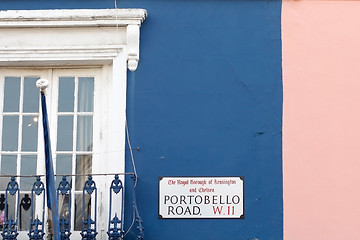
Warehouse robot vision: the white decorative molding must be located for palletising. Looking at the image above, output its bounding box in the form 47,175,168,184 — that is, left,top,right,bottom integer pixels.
0,9,147,71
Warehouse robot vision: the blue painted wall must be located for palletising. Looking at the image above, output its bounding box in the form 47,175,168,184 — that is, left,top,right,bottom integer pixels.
0,0,283,240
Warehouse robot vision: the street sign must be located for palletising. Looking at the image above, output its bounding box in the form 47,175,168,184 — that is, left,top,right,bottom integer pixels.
159,177,244,219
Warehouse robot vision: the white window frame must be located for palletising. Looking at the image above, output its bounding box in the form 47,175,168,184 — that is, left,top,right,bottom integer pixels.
0,9,147,239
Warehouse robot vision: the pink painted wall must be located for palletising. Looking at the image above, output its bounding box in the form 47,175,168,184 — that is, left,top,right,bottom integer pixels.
282,0,360,240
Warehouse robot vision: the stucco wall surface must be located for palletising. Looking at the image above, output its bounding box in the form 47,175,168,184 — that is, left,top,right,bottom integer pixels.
282,1,360,240
0,0,283,240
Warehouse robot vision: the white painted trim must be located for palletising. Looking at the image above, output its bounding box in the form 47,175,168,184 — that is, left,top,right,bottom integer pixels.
0,9,147,28
0,9,147,71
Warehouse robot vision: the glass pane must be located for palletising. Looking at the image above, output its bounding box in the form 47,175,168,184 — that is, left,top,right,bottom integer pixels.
20,155,37,191
23,77,40,113
21,115,38,152
76,116,93,151
19,193,31,231
0,155,17,191
74,194,91,231
56,154,72,186
58,77,75,112
4,77,21,112
75,155,92,190
78,77,94,112
2,116,19,151
56,116,73,151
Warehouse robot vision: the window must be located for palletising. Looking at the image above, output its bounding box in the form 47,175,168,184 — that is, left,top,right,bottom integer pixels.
0,9,146,239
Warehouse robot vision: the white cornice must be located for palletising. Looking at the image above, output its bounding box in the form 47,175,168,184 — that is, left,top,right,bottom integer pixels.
0,9,147,28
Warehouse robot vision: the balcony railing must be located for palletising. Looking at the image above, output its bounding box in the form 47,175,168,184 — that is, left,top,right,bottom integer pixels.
0,174,144,240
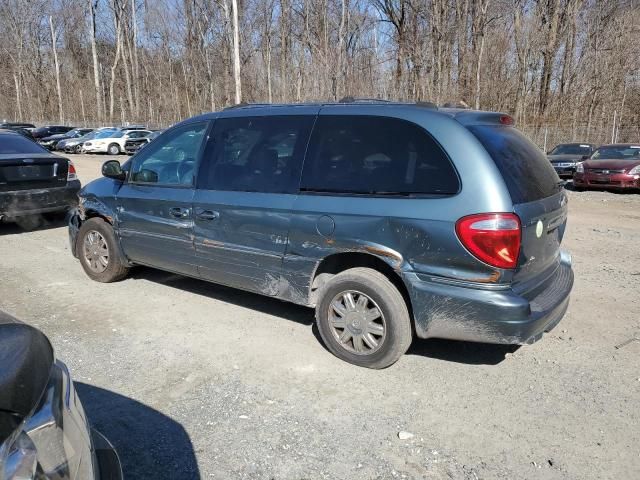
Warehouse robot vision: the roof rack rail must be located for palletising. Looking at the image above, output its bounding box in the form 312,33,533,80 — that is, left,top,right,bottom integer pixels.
222,102,273,110
338,95,391,103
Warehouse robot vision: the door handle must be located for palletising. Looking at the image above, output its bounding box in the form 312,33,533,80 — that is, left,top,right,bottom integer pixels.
196,210,220,220
169,207,189,218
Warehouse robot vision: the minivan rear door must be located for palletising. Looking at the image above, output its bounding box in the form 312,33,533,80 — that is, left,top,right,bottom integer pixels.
193,111,318,295
468,125,567,284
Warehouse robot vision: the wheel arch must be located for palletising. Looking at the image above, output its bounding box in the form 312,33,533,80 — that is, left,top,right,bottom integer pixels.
309,252,413,318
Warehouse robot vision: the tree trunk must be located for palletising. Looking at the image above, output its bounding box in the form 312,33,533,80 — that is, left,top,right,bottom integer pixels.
231,0,242,104
89,0,103,122
49,15,64,123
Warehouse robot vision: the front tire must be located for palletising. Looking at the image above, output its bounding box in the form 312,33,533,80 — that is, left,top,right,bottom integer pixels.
76,218,129,283
316,268,411,369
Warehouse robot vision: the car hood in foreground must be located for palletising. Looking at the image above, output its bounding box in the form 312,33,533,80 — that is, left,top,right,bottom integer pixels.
582,159,640,170
0,312,54,420
0,152,64,164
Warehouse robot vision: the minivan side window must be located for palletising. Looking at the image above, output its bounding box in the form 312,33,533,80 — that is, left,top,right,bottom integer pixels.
301,115,460,195
198,115,315,193
130,122,209,186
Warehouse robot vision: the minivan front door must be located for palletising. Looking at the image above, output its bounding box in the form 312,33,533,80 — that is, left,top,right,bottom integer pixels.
193,113,318,295
116,122,209,276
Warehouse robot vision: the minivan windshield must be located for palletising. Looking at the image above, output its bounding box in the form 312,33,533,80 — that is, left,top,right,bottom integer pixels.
93,130,122,139
549,143,591,155
469,125,562,204
0,134,49,155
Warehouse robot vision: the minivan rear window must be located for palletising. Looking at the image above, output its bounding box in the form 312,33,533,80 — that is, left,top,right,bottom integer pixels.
----------------------------------------
STATED GOAL: Substitute "wheel well" for "wheel arch" in the stretch of material from the line containing "Warehouse robot vision: the roof" through the line containing "309,252,413,318", and give only those lines with everything else unchanged.

CORRECT ANSWER:
Warehouse robot vision: the roof rack rail must be located for palletising. Looking at the image above, output its bounding box in the form 312,33,533,80 — that is, left,top,right,bottom integer pixels.
222,102,273,110
338,95,391,103
Warehouse robot vision: the door handle must be located for palletising. Looking at the image above, output its bounding box in the form 312,33,533,80 — that is, left,top,right,bottom integer pixels.
196,210,220,220
169,207,189,218
Warehouse robot vision: the minivan rear door must be located for palletising. Looking at the image above, output its bounding box in the form 312,33,533,80 — that is, left,top,right,bottom integer pixels.
193,111,318,295
468,125,567,284
Warehouse robot vision: the wheel well must be located for palletising. Looking at the image above, output its bounding box in the form 312,33,533,80 — that is, left,top,right,bottom integer pixels.
309,252,413,318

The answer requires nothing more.